▸ Problem statement: Reproduce each entry exactly as written.

Provided information Start Marker

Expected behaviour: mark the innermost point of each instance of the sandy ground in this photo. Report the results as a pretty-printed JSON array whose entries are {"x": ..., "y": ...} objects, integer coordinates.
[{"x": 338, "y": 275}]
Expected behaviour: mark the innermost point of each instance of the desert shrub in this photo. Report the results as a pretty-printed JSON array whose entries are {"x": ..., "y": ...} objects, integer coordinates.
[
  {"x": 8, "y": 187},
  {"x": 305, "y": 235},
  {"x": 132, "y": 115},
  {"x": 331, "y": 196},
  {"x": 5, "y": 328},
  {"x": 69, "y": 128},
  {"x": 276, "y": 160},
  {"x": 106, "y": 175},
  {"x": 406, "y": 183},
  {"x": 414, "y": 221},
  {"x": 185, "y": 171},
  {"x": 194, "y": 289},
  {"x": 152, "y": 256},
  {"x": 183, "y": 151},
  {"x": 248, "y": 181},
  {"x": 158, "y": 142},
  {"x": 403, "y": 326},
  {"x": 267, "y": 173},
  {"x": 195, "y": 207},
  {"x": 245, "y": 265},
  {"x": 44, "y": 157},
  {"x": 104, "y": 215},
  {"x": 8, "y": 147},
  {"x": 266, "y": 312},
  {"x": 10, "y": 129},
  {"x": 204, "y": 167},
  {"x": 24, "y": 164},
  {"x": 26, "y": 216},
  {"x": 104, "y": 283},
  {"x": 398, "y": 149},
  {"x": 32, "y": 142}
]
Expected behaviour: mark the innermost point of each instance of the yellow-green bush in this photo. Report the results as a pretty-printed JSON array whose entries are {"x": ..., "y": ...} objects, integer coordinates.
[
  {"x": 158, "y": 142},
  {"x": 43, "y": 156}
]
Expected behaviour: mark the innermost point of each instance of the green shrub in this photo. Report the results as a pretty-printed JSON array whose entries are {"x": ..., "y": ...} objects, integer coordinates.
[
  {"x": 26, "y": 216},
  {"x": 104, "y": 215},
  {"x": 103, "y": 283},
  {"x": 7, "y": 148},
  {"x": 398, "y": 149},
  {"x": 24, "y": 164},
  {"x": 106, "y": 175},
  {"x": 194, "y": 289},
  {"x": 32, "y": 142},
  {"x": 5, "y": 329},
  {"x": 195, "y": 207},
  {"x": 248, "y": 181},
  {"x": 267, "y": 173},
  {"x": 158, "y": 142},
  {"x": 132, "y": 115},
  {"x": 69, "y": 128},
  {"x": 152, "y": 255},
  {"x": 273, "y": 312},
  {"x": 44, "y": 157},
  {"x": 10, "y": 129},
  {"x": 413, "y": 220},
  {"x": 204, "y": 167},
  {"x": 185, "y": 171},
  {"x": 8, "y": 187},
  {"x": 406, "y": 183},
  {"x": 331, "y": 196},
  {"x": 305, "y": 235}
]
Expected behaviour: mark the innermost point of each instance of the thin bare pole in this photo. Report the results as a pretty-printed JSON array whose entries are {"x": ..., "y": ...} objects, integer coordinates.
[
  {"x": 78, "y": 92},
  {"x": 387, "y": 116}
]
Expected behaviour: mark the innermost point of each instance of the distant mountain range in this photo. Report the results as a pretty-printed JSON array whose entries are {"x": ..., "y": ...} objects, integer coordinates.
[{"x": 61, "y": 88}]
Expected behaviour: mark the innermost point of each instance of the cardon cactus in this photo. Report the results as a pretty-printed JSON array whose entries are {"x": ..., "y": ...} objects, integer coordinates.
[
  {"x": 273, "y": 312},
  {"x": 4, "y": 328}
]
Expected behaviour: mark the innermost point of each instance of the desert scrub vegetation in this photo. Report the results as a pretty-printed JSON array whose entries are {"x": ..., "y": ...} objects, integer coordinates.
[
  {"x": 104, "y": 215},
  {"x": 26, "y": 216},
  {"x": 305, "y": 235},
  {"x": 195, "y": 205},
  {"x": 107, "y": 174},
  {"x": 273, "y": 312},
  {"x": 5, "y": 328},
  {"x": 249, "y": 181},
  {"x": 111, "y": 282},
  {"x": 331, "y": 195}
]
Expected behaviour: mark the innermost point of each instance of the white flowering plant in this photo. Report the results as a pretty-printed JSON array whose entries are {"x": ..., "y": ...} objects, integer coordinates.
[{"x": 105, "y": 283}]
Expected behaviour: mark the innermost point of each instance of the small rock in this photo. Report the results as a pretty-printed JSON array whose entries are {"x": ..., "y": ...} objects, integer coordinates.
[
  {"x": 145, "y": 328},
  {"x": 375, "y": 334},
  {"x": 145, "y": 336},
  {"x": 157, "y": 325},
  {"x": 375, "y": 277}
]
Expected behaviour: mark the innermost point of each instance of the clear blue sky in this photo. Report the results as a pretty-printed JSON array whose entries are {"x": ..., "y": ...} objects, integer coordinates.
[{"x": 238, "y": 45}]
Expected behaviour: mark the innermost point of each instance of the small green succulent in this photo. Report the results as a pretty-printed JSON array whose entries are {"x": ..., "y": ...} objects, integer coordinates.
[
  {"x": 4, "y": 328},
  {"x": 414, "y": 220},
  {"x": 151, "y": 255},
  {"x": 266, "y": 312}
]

Provided information End Marker

▸ Exercise answer:
Expected behaviour: mark the innermost point of each instance of the sandy ground in this photo. Report the results as a pretty-printed JSON array whose entries are {"x": ..., "y": ...} objects, integer coordinates.
[{"x": 338, "y": 275}]
Expected behaviour: mark the innermost point of each instance of the desert shrub in this photo. Report the results as a pretty-printed JSON array whose entries are {"x": ..., "y": ...} objects, integer coordinates.
[
  {"x": 8, "y": 187},
  {"x": 305, "y": 235},
  {"x": 132, "y": 115},
  {"x": 331, "y": 196},
  {"x": 5, "y": 328},
  {"x": 69, "y": 128},
  {"x": 276, "y": 160},
  {"x": 106, "y": 175},
  {"x": 406, "y": 183},
  {"x": 414, "y": 221},
  {"x": 185, "y": 171},
  {"x": 194, "y": 289},
  {"x": 152, "y": 256},
  {"x": 183, "y": 151},
  {"x": 248, "y": 181},
  {"x": 158, "y": 142},
  {"x": 403, "y": 326},
  {"x": 267, "y": 173},
  {"x": 195, "y": 207},
  {"x": 245, "y": 265},
  {"x": 44, "y": 157},
  {"x": 104, "y": 215},
  {"x": 8, "y": 147},
  {"x": 266, "y": 312},
  {"x": 10, "y": 129},
  {"x": 204, "y": 167},
  {"x": 24, "y": 164},
  {"x": 26, "y": 216},
  {"x": 104, "y": 283},
  {"x": 398, "y": 149},
  {"x": 32, "y": 142}
]
Expected behaviour: mark the innermost point of each instance of the yellow-green bush in this photo. Report the results as a pretty-printed JSON array whose entries are {"x": ..., "y": ...} objects, integer coordinates.
[
  {"x": 158, "y": 142},
  {"x": 43, "y": 156}
]
Expected behaviour: mark the innermost point of each instance of the green shrub in this photo. Report the results as a pretty-printed JSON array whose entries are {"x": ..., "y": ...} objects, integer coordinates.
[
  {"x": 26, "y": 216},
  {"x": 104, "y": 215},
  {"x": 103, "y": 283},
  {"x": 7, "y": 148},
  {"x": 398, "y": 149},
  {"x": 24, "y": 164},
  {"x": 106, "y": 175},
  {"x": 194, "y": 289},
  {"x": 32, "y": 142},
  {"x": 5, "y": 329},
  {"x": 195, "y": 207},
  {"x": 248, "y": 181},
  {"x": 267, "y": 173},
  {"x": 158, "y": 142},
  {"x": 132, "y": 115},
  {"x": 69, "y": 128},
  {"x": 152, "y": 255},
  {"x": 273, "y": 312},
  {"x": 44, "y": 157},
  {"x": 10, "y": 129},
  {"x": 413, "y": 220},
  {"x": 204, "y": 167},
  {"x": 185, "y": 171},
  {"x": 8, "y": 187},
  {"x": 406, "y": 183},
  {"x": 331, "y": 196},
  {"x": 305, "y": 235}
]
Expected behaviour: mark the innermost point of each instance of the thin bare pole in this photo. Report the results as a pretty-printed JSON array whose entries are {"x": ..., "y": ...} objects, integer coordinates.
[
  {"x": 78, "y": 92},
  {"x": 387, "y": 116}
]
Expected behaviour: mark the innermost point of each instance of the distant mountain range in this photo. Report the results as a pretty-printed JSON array whose entries are {"x": ..., "y": ...} objects, integer coordinates.
[{"x": 61, "y": 88}]
Expected behaviour: mark the innermost point of each instance of the cardon cactus in this photo. Report the results as a pretty-printed JSON array whose entries are {"x": ..., "y": ...} objects, integer coordinates.
[
  {"x": 273, "y": 312},
  {"x": 4, "y": 328}
]
Expected behaviour: mark the innermost point of each instance of the desert scrub vegetation in this photo. Report the results as a pretty-printed JSON array whose entries are {"x": ..., "y": ...} objects, integer coordinates.
[
  {"x": 104, "y": 215},
  {"x": 26, "y": 216},
  {"x": 305, "y": 235},
  {"x": 195, "y": 205},
  {"x": 107, "y": 174},
  {"x": 273, "y": 312},
  {"x": 5, "y": 328},
  {"x": 249, "y": 181},
  {"x": 111, "y": 282},
  {"x": 331, "y": 195}
]
Expected behaviour: mark the innermost point of each instance of the white flowering plant in this photo. Report the results as a pretty-printed JSON array whose entries are {"x": ..., "y": ...} objects, integer coordinates.
[{"x": 105, "y": 283}]
Expected behaviour: mark the innermost point of each instance of the small rock in this photo. Report the results as a pretty-printed JSON array whose entries are {"x": ..., "y": ...} objects, integer coordinates.
[
  {"x": 145, "y": 328},
  {"x": 375, "y": 334},
  {"x": 145, "y": 336},
  {"x": 157, "y": 325},
  {"x": 375, "y": 277}
]
Expected behaviour: mark the innermost point of each instance of the clear blue sky in this photo. Report the results as a pretty-printed JSON array whose entries are {"x": ..., "y": ...} objects, integer coordinates.
[{"x": 238, "y": 45}]
Expected behaviour: mark the innermost point of each instance of the small green succulent in this photo. Report the results as a pretty-printed JSON array whose entries are {"x": ..., "y": ...} objects, integer coordinates.
[
  {"x": 4, "y": 328},
  {"x": 414, "y": 220},
  {"x": 151, "y": 255},
  {"x": 266, "y": 312}
]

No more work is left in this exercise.